Available data:
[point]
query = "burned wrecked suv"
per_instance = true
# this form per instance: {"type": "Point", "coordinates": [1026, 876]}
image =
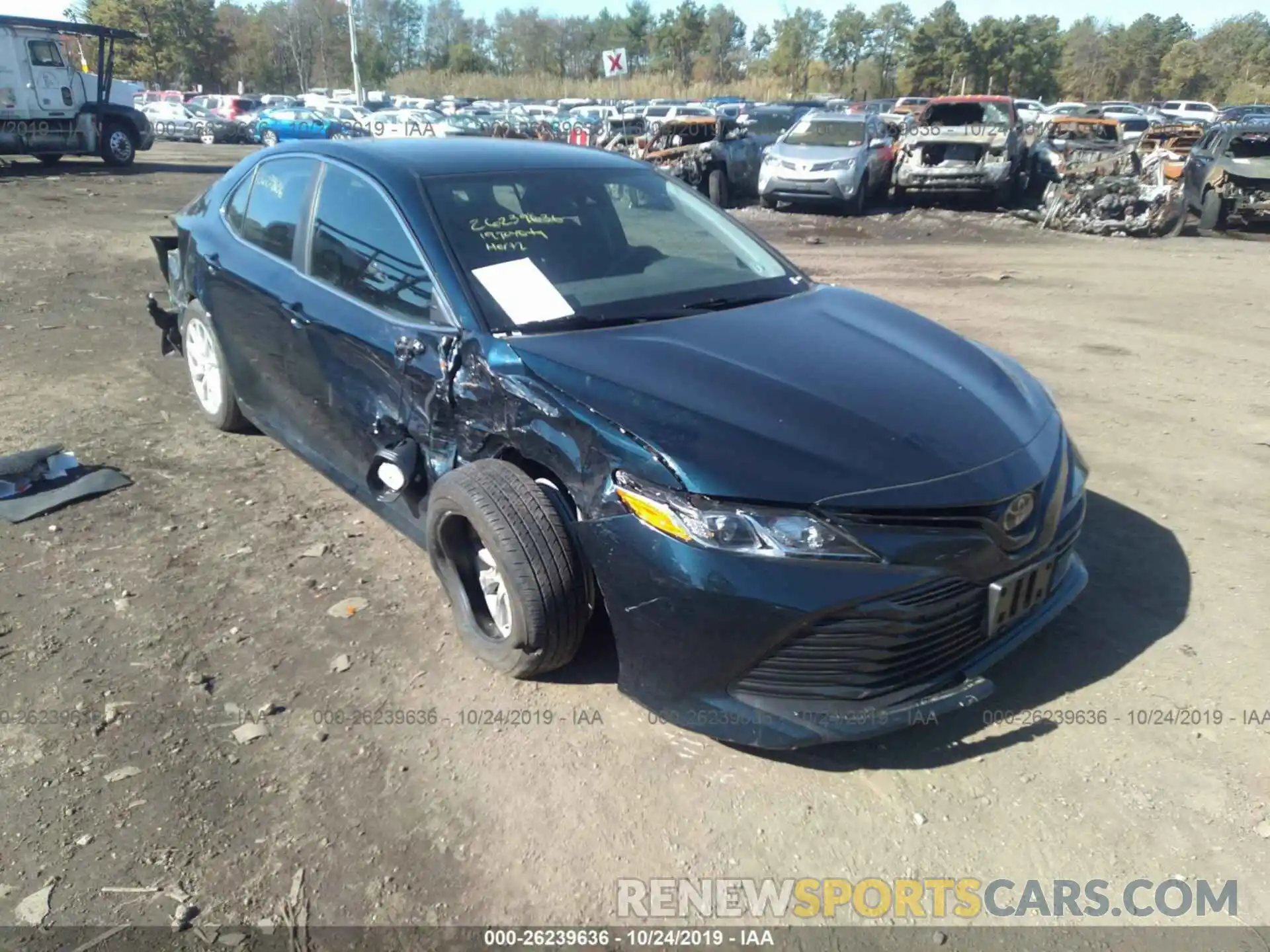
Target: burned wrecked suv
{"type": "Point", "coordinates": [808, 514]}
{"type": "Point", "coordinates": [964, 143]}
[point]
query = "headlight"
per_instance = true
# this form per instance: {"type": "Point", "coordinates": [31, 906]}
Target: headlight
{"type": "Point", "coordinates": [743, 528]}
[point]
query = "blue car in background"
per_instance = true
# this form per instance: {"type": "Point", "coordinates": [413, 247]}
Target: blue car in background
{"type": "Point", "coordinates": [273, 126]}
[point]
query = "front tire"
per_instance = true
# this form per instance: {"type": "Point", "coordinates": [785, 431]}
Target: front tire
{"type": "Point", "coordinates": [511, 568]}
{"type": "Point", "coordinates": [207, 375]}
{"type": "Point", "coordinates": [118, 145]}
{"type": "Point", "coordinates": [1212, 212]}
{"type": "Point", "coordinates": [718, 187]}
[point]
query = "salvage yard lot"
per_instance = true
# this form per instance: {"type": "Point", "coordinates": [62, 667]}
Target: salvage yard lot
{"type": "Point", "coordinates": [222, 560]}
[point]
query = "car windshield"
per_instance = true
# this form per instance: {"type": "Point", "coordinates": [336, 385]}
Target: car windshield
{"type": "Point", "coordinates": [599, 247]}
{"type": "Point", "coordinates": [966, 114]}
{"type": "Point", "coordinates": [841, 134]}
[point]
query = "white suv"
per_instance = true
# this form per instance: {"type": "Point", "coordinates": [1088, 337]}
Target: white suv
{"type": "Point", "coordinates": [1188, 110]}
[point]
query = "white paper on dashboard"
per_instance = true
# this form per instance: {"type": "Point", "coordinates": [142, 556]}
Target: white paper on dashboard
{"type": "Point", "coordinates": [523, 291]}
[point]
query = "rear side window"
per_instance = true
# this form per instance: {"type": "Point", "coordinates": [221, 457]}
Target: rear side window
{"type": "Point", "coordinates": [45, 52]}
{"type": "Point", "coordinates": [276, 204]}
{"type": "Point", "coordinates": [235, 212]}
{"type": "Point", "coordinates": [361, 248]}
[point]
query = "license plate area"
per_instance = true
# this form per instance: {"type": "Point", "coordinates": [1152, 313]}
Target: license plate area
{"type": "Point", "coordinates": [1015, 596]}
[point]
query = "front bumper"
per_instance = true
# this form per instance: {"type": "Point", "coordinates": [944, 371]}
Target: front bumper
{"type": "Point", "coordinates": [824, 187]}
{"type": "Point", "coordinates": [986, 177]}
{"type": "Point", "coordinates": [790, 653]}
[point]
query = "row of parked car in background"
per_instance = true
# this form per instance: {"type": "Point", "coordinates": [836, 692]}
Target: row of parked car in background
{"type": "Point", "coordinates": [832, 153]}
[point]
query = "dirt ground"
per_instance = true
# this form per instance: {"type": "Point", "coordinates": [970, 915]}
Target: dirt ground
{"type": "Point", "coordinates": [1159, 353]}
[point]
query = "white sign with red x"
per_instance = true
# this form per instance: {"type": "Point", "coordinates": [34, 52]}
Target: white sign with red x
{"type": "Point", "coordinates": [615, 63]}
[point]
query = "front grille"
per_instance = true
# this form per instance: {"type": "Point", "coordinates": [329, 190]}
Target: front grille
{"type": "Point", "coordinates": [879, 648]}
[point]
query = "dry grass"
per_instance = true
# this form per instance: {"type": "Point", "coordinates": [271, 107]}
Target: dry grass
{"type": "Point", "coordinates": [422, 83]}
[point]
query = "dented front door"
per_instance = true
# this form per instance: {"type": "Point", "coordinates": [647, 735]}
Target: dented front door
{"type": "Point", "coordinates": [366, 317]}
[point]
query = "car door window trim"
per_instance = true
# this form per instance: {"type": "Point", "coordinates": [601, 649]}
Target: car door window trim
{"type": "Point", "coordinates": [306, 220]}
{"type": "Point", "coordinates": [306, 255]}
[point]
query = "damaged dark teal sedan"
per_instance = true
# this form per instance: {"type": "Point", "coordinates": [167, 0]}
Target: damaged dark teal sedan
{"type": "Point", "coordinates": [808, 514]}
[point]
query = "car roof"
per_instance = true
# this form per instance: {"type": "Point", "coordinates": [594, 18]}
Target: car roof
{"type": "Point", "coordinates": [940, 100]}
{"type": "Point", "coordinates": [392, 158]}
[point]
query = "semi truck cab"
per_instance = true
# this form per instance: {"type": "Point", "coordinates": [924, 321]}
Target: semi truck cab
{"type": "Point", "coordinates": [50, 108]}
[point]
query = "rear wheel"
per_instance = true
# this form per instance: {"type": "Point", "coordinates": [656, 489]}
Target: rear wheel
{"type": "Point", "coordinates": [515, 575]}
{"type": "Point", "coordinates": [718, 187]}
{"type": "Point", "coordinates": [859, 202]}
{"type": "Point", "coordinates": [1212, 212]}
{"type": "Point", "coordinates": [207, 374]}
{"type": "Point", "coordinates": [118, 145]}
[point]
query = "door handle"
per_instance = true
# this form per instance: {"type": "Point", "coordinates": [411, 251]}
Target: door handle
{"type": "Point", "coordinates": [295, 311]}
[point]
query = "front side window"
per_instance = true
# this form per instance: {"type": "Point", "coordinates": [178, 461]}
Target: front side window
{"type": "Point", "coordinates": [277, 201]}
{"type": "Point", "coordinates": [615, 244]}
{"type": "Point", "coordinates": [45, 52]}
{"type": "Point", "coordinates": [361, 248]}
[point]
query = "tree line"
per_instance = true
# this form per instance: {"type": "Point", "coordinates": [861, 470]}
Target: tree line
{"type": "Point", "coordinates": [433, 46]}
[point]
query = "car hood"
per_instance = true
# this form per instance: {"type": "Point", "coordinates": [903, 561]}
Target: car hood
{"type": "Point", "coordinates": [822, 394]}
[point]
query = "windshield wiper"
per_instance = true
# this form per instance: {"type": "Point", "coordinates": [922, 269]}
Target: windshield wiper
{"type": "Point", "coordinates": [727, 303]}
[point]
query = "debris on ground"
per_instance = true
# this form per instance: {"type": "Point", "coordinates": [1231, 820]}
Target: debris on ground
{"type": "Point", "coordinates": [247, 733]}
{"type": "Point", "coordinates": [183, 917]}
{"type": "Point", "coordinates": [349, 607]}
{"type": "Point", "coordinates": [1113, 196]}
{"type": "Point", "coordinates": [34, 908]}
{"type": "Point", "coordinates": [38, 481]}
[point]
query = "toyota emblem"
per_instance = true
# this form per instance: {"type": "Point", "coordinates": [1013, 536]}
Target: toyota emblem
{"type": "Point", "coordinates": [1017, 512]}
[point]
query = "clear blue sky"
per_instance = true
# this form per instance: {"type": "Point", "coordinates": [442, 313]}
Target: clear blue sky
{"type": "Point", "coordinates": [755, 12]}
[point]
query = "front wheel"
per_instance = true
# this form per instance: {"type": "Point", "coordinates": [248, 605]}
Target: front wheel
{"type": "Point", "coordinates": [207, 374]}
{"type": "Point", "coordinates": [118, 145]}
{"type": "Point", "coordinates": [511, 568]}
{"type": "Point", "coordinates": [718, 187]}
{"type": "Point", "coordinates": [1212, 212]}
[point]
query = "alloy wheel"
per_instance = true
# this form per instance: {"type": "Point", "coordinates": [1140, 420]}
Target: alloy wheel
{"type": "Point", "coordinates": [497, 598]}
{"type": "Point", "coordinates": [205, 366]}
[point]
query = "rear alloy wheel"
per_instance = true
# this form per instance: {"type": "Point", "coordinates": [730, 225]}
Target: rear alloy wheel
{"type": "Point", "coordinates": [118, 147]}
{"type": "Point", "coordinates": [207, 374]}
{"type": "Point", "coordinates": [509, 565]}
{"type": "Point", "coordinates": [1212, 212]}
{"type": "Point", "coordinates": [718, 187]}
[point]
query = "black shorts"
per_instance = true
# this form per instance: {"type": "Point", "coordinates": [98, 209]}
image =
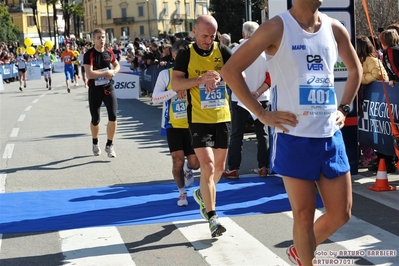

Requirement: Locate each line of the material that contains the string "yard" and copy those lines out in full. Treat uppercase and lowercase as different.

Exercise solution:
query = "salvage yard lot"
Target: salvage yard lot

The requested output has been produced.